**Exercise instructions:**
How many lines of the material below contain the string "tool"? Reply with the number alone.

[Collection entries]
--- START ---

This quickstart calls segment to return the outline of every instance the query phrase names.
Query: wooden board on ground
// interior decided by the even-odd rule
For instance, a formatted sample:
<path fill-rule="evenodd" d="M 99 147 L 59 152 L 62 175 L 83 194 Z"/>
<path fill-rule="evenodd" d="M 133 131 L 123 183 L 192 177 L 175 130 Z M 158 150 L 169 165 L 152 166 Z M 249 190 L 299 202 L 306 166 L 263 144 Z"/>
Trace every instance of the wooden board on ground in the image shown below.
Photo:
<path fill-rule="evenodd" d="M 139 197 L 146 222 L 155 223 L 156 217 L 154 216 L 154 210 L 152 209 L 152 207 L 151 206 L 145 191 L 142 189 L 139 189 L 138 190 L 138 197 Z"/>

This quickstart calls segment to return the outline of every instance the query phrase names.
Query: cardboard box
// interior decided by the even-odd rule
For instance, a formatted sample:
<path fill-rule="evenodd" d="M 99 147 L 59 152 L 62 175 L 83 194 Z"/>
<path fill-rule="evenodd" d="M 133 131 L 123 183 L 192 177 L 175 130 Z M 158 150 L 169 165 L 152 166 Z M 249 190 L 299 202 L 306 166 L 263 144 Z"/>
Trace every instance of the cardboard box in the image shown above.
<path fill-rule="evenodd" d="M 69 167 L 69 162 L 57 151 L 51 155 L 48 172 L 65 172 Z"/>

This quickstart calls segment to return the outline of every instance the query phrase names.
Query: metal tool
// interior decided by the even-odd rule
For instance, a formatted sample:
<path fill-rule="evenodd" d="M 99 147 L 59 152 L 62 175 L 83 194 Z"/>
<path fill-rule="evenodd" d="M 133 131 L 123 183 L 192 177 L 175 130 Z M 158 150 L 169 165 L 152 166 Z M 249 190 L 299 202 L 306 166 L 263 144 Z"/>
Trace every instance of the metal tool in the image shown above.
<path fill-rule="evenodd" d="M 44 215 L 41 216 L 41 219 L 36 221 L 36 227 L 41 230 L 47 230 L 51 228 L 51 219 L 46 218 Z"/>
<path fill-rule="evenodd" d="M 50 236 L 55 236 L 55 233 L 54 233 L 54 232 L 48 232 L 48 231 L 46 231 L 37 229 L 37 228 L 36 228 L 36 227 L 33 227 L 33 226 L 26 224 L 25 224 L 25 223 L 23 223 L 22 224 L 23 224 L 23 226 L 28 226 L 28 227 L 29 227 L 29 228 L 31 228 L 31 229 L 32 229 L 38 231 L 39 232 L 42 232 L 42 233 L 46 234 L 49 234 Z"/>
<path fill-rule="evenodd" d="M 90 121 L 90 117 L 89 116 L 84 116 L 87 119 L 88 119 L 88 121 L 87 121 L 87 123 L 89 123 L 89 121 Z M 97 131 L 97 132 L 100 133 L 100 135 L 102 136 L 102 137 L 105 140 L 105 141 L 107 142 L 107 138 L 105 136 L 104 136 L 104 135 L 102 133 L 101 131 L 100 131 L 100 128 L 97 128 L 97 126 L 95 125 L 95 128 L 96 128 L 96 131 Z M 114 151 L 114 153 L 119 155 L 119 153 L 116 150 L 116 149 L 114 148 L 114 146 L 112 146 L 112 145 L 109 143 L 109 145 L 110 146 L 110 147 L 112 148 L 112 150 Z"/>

--- END ---

**Solution for this exercise:**
2